Activity: Please restate the records that follow exactly, skipping their images.

Point localization data:
^^^^^^^^^^^^^^^^
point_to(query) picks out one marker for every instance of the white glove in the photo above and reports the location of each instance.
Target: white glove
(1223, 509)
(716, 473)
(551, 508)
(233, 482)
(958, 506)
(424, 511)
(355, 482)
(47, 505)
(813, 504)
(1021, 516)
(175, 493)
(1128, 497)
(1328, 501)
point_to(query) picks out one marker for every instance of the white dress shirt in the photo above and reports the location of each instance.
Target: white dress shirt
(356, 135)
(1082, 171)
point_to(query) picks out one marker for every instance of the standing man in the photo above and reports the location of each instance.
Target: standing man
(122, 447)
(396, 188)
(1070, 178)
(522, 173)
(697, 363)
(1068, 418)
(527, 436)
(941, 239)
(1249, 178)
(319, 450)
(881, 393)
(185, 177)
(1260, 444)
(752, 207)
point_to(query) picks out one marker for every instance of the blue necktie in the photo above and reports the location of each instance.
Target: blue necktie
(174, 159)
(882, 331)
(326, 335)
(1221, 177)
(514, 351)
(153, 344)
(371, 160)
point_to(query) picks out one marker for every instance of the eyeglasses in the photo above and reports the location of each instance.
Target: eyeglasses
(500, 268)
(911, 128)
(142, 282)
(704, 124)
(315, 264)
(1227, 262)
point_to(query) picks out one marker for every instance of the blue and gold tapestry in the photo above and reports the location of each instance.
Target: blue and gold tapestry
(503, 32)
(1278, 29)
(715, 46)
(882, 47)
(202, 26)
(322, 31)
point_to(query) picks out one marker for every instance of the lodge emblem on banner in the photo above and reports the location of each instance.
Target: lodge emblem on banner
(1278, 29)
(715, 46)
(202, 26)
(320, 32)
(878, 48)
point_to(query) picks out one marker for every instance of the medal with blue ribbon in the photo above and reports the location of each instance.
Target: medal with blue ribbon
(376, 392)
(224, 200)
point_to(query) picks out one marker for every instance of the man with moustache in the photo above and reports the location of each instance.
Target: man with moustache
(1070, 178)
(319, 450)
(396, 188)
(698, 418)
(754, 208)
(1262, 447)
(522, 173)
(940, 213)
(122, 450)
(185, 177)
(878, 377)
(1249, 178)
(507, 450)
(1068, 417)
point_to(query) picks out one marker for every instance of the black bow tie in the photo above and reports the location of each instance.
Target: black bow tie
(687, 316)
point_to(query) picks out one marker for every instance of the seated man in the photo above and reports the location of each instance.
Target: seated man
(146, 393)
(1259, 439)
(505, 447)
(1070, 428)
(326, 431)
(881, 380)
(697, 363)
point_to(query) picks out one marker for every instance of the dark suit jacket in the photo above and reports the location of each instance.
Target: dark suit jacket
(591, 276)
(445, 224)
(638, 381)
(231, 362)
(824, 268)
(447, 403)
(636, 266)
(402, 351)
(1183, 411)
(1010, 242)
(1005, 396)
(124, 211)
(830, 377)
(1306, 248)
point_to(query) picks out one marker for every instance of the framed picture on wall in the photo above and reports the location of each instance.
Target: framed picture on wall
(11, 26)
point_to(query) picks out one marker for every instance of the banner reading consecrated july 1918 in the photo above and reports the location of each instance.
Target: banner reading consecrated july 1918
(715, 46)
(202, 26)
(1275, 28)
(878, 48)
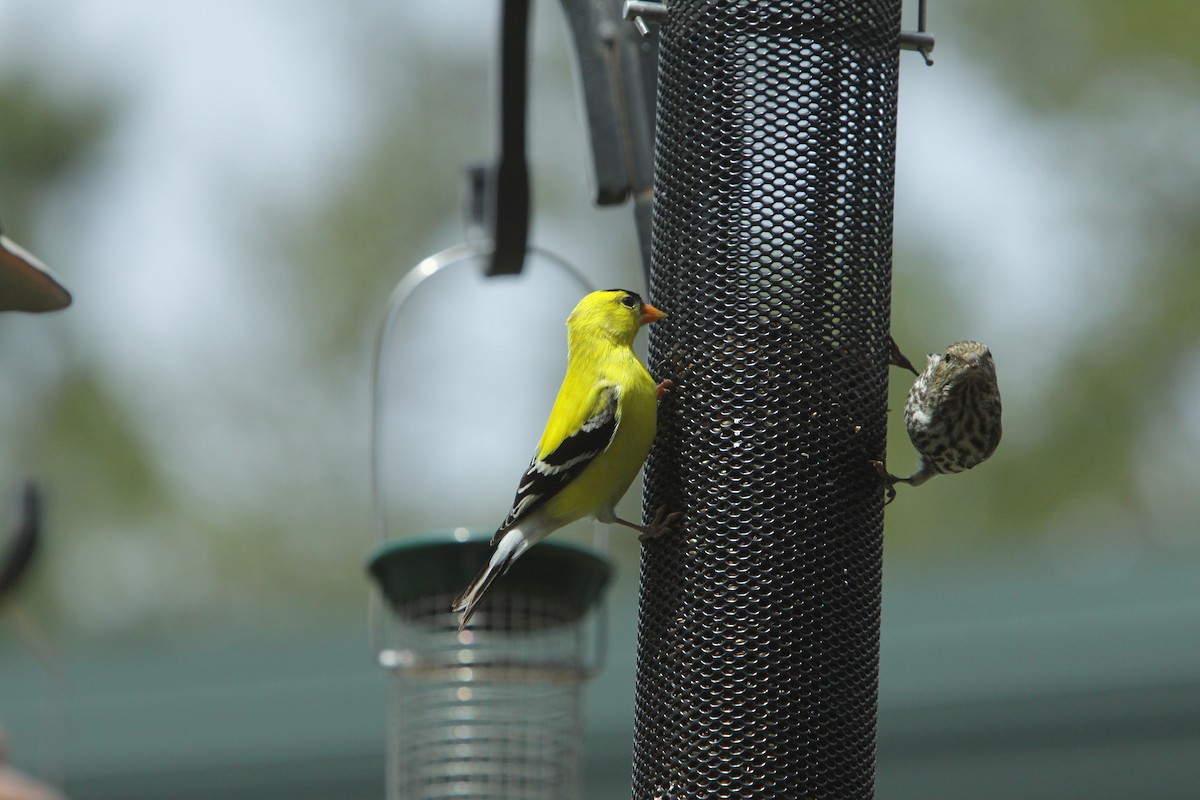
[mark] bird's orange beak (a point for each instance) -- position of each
(651, 314)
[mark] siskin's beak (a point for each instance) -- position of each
(651, 314)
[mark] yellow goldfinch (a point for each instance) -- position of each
(595, 440)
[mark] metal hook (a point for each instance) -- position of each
(919, 40)
(645, 14)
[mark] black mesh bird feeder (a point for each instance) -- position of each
(759, 627)
(493, 711)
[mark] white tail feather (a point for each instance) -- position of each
(513, 543)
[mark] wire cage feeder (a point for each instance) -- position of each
(493, 711)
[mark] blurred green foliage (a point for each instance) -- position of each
(1111, 85)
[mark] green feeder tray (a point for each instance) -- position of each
(443, 563)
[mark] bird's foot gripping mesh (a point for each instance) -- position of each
(760, 618)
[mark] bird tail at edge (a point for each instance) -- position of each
(513, 543)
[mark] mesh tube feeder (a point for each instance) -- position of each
(759, 629)
(493, 711)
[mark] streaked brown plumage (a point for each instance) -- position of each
(953, 413)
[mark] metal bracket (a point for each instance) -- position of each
(918, 40)
(618, 72)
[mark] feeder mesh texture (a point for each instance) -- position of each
(492, 713)
(757, 662)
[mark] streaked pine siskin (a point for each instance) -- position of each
(953, 413)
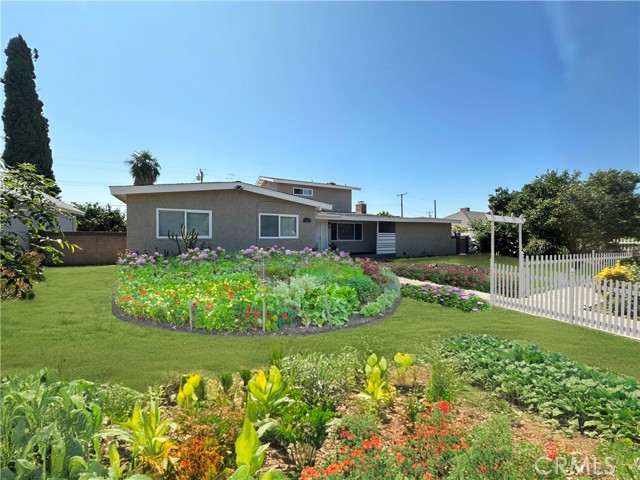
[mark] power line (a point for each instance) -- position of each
(401, 195)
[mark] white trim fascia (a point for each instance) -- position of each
(354, 233)
(379, 218)
(185, 210)
(279, 215)
(121, 192)
(300, 182)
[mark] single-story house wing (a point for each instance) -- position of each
(287, 213)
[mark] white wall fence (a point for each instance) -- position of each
(564, 288)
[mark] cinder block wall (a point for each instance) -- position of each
(98, 248)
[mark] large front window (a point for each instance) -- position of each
(346, 231)
(170, 220)
(278, 226)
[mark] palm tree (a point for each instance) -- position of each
(143, 167)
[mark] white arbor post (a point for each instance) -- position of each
(519, 221)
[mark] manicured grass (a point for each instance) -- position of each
(69, 328)
(476, 260)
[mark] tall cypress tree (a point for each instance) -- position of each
(25, 127)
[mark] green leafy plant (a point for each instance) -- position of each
(322, 380)
(118, 401)
(301, 431)
(45, 424)
(250, 456)
(191, 390)
(151, 447)
(574, 396)
(226, 380)
(377, 391)
(266, 394)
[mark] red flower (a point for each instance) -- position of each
(550, 451)
(444, 406)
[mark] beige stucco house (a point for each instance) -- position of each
(274, 211)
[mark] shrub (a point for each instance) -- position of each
(472, 278)
(118, 401)
(618, 273)
(324, 380)
(446, 296)
(573, 395)
(539, 246)
(200, 457)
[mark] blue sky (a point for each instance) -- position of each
(443, 100)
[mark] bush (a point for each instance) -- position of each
(323, 380)
(575, 396)
(539, 246)
(471, 278)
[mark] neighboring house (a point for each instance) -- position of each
(275, 211)
(466, 216)
(66, 218)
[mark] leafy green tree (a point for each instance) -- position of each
(565, 213)
(100, 219)
(24, 201)
(143, 167)
(26, 128)
(611, 207)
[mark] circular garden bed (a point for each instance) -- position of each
(253, 291)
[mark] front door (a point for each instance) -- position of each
(322, 234)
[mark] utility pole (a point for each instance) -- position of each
(401, 204)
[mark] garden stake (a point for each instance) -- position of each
(384, 303)
(192, 313)
(326, 306)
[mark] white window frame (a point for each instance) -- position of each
^^^^^^^^^^^^^^^^
Solution:
point_to(query) picks out one marker for every instance of the white glove in the photo above and reports the location of each instance.
Target: white glove
(1223, 509)
(716, 473)
(551, 508)
(233, 482)
(958, 506)
(424, 511)
(355, 482)
(47, 505)
(813, 504)
(1021, 516)
(175, 493)
(1128, 497)
(1328, 501)
point_to(query) picks out one marker for every instance of the white dress shirt in the photo above and reports the location of each instance.
Target: white dress shirt
(356, 135)
(1082, 171)
point_to(query) picks out one marker for every instance of the standing man in the photo above and reports the location of each instance.
Target: standing man
(122, 447)
(396, 188)
(1070, 178)
(522, 173)
(697, 363)
(1068, 418)
(527, 436)
(941, 239)
(1249, 178)
(319, 450)
(881, 393)
(185, 177)
(1260, 444)
(752, 207)
point_to(query) picks out one marker for every instance of the blue necktie in the photo above and reports the location of each instance.
Target: blue necktie
(174, 159)
(882, 331)
(326, 335)
(1221, 177)
(514, 351)
(153, 344)
(371, 160)
point_to(query) picks out one marker for every instance of the eyeglasses in the photo above and reports the location of each instance.
Target: eyeglasses
(500, 268)
(911, 128)
(142, 282)
(704, 124)
(315, 264)
(1227, 262)
point_to(query) picks out one marker for every instance of the blue and gold tapestry in the photo above and reports the location of each instance.
Target: blue and gold tapestry
(503, 32)
(1278, 29)
(715, 46)
(882, 47)
(202, 26)
(322, 31)
point_to(query) picks out one marker for every instance of the lodge emblem on banner in the photo above and reports the location of each instance.
Target: lodge emblem on banner
(1278, 29)
(715, 46)
(202, 26)
(320, 32)
(878, 48)
point_to(query) picks out one marker for every instance of the medal with blue ribbon in the photo above and reports the location of each instance.
Target: medal with blue ribbon
(376, 392)
(224, 200)
point_to(query) picks out one marker for every instance of the man with moustache in the photo above and reports the location of each instance.
Target: man with moustache
(1070, 178)
(319, 450)
(396, 188)
(698, 418)
(754, 208)
(1262, 447)
(522, 173)
(940, 213)
(122, 450)
(185, 177)
(878, 377)
(1249, 178)
(507, 450)
(1068, 417)
point_to(query) picks out one marker for every instance of the black bow tie in the photo above and reports the location of each instance.
Target: black bow tie
(687, 316)
point_to(query) picks out one marker for every instance of the seated man in the photo above and reports the location of each instance.
Target: seated man
(146, 393)
(1259, 439)
(505, 447)
(1070, 428)
(326, 431)
(881, 380)
(697, 363)
point_to(query) picks out one marker for every instance of the dark suit jacket in the photo above and reports the location of each instance.
Target: dark suit jacket
(591, 276)
(445, 224)
(638, 381)
(231, 362)
(824, 268)
(447, 403)
(636, 266)
(402, 351)
(1183, 411)
(1010, 242)
(1005, 396)
(124, 211)
(830, 377)
(1306, 248)
point_to(query) picks out one marker for every instance of the framed picture on wall in the photo above and reports the location of each instance.
Target: framed picture on wall
(11, 26)
point_to(query) picks out one marker for every instance of the banner reading consecrated july 1918 in the photo above and reports the location of each instance.
Target: banner reading consecrated july 1918
(715, 46)
(202, 26)
(1275, 28)
(878, 48)
[mark] bird's orange beak (a point for each instance) -- position of each
(651, 314)
[mark] siskin's beak (a point for each instance) -- position of each
(651, 314)
[mark] yellow goldfinch (a point for each instance) -- position of each
(595, 440)
[mark] metal hook (a point for each instance) -- position of each
(919, 40)
(645, 14)
[mark] black mesh bird feeder (a point for each instance) -- position of each
(759, 627)
(493, 711)
[mark] white tail feather (a point for each instance) -- position of each
(513, 543)
[mark] wire cage feeder (a point for each instance) -- position of each
(493, 711)
[mark] blurred green foliage (a point for each instance) -- position of each
(1111, 85)
[mark] green feeder tray (a point for each instance) -- position of each
(443, 563)
[mark] bird's foot gripping mesh (a point for each instance) -- position of each
(760, 618)
[mark] bird tail at edge (a point for each instance) -- position of each
(513, 543)
[mark] mesh tube feeder (a point for each instance) -- position of each
(759, 629)
(493, 711)
[mark] streaked brown plumage (a point for each instance) -- position of each
(953, 413)
[mark] metal bracket (a point for each instance) -- position of each
(918, 40)
(618, 72)
[mark] feeder mesh texture (a point for each instance) -- position of each
(492, 713)
(757, 662)
[mark] streaked pine siskin (a point for each instance) -- position of each
(953, 413)
[mark] power line (a point for each instance) -- position of each
(401, 195)
[mark] white trim fascia (a point for each instance) -- position of each
(354, 233)
(379, 218)
(185, 210)
(279, 215)
(121, 192)
(300, 182)
[mark] single-story house wing (a point for each instance) -- position of each
(287, 213)
[mark] white wall fence (a point for each instance) -- position of each
(564, 288)
[mark] cinder block wall (a point for each instance) -- position of each
(98, 248)
[mark] large front window (a point for each instance) -- position of each
(346, 231)
(170, 220)
(278, 226)
[mark] palm tree (a point for each instance) -- position of each
(143, 167)
[mark] white arbor post (a point for each instance) -- position of each
(519, 221)
[mark] manicured grass (a point for each instance) -- position of each
(69, 328)
(476, 260)
[mark] tall cypress tree (a point for each instance) -- position of each
(25, 127)
[mark] green leafy plant (a point for each instance) -- position of each
(322, 380)
(118, 401)
(301, 431)
(45, 424)
(250, 456)
(191, 390)
(151, 447)
(574, 396)
(226, 380)
(377, 391)
(266, 394)
[mark] red flower (a point for each instance) -- position of each
(550, 451)
(444, 406)
[mark] beige stucco house (a point for each instance) -- position of each
(274, 211)
[mark] shrub (a point for each instance) -- position of each
(472, 278)
(118, 401)
(618, 273)
(324, 380)
(446, 296)
(573, 395)
(539, 246)
(200, 457)
[mark] blue sky (a point for each instance) -- position of each
(443, 100)
[mark] bush (a point for each instance) -- position of each
(323, 380)
(575, 396)
(539, 246)
(471, 278)
[mark] neighboring house (a point for each instance) -- position of each
(275, 211)
(466, 216)
(66, 218)
[mark] leafy green tree (a point for each instance) -- position of each
(565, 213)
(100, 219)
(24, 201)
(143, 167)
(26, 128)
(611, 207)
[mark] circular garden bed (a point for each instance) -- position of each
(253, 291)
[mark] front door (a point for each instance) -- position of each
(322, 234)
[mark] utility pole (a point for each instance) -- position of each
(401, 204)
[mark] garden stake (a point for each instance) -- position of each
(384, 303)
(192, 313)
(326, 306)
[mark] white window frame (a point for each instance) -- position of each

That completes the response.